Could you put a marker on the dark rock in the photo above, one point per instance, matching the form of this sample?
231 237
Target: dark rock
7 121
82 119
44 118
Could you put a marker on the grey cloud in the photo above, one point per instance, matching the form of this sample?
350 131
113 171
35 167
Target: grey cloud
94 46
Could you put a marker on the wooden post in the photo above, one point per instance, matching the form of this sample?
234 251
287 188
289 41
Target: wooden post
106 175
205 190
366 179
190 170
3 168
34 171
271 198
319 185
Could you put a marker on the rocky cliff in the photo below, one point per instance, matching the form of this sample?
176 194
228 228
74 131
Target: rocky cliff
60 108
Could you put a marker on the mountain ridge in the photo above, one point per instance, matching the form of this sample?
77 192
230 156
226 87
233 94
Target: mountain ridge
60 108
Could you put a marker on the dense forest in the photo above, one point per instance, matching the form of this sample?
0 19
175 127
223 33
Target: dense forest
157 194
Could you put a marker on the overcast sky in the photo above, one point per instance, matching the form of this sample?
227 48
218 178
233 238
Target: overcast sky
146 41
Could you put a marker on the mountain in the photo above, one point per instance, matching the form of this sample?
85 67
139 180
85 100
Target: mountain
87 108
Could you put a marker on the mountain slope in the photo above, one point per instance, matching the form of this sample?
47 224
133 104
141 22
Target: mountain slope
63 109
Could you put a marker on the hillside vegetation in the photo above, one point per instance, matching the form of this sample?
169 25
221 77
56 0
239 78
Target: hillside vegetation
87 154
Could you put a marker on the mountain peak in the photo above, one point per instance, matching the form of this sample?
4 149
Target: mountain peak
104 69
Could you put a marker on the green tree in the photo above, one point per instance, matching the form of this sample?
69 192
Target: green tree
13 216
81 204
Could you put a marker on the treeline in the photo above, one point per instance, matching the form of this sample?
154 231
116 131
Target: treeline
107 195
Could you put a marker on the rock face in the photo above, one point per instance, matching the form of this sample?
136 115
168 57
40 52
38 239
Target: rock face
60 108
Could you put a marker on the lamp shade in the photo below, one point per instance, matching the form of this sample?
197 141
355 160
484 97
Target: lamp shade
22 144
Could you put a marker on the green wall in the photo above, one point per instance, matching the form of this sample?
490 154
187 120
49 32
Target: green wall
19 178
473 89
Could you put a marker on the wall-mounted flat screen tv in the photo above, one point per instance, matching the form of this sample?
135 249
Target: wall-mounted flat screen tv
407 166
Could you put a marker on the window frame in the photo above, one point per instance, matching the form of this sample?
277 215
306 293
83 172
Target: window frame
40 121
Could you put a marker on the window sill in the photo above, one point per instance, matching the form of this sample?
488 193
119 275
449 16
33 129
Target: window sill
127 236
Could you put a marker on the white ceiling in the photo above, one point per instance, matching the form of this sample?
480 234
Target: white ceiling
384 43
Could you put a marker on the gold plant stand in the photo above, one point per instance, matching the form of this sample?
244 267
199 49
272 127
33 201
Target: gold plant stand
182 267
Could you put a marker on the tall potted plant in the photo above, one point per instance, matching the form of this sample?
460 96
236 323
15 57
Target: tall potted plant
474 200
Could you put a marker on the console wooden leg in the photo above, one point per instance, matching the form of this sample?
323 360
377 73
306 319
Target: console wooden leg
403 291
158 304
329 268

# # # # #

Prompt: Only the lines from the one that contains "Could you put a marker on the window frame" through the last line should be repeated, each exactly as it stands, with both ends included.

Correct result:
Could you put a marker on the window frame in the photo above, one point per instance, matching the form of this sample?
277 215
306 293
83 172
Target: window frame
40 121
Could you put a marker on the window sill in the photo above, one point per instance, matching the form of this sample?
488 193
119 275
449 16
33 129
Target: window sill
127 236
Could you put a marker on the white ceiling in the photo above, one point per instance, matching the form of this sample?
480 234
Target: white ceiling
384 43
Could you put a marker on the gold plant stand in the photo above, one point per instance, matching the form of this sample?
244 267
199 49
272 127
33 201
Target: gold plant stand
182 267
Could you put a marker on the tall potted plant in the photo above, one point per instance, matching the form of this sample?
460 96
236 323
15 57
Target: tall potted plant
474 200
Could you put a marker on the console wooden leg in the photo above, one point per instance, matching the form of this sample?
323 360
377 73
306 319
Target: console wooden leg
403 291
158 304
329 268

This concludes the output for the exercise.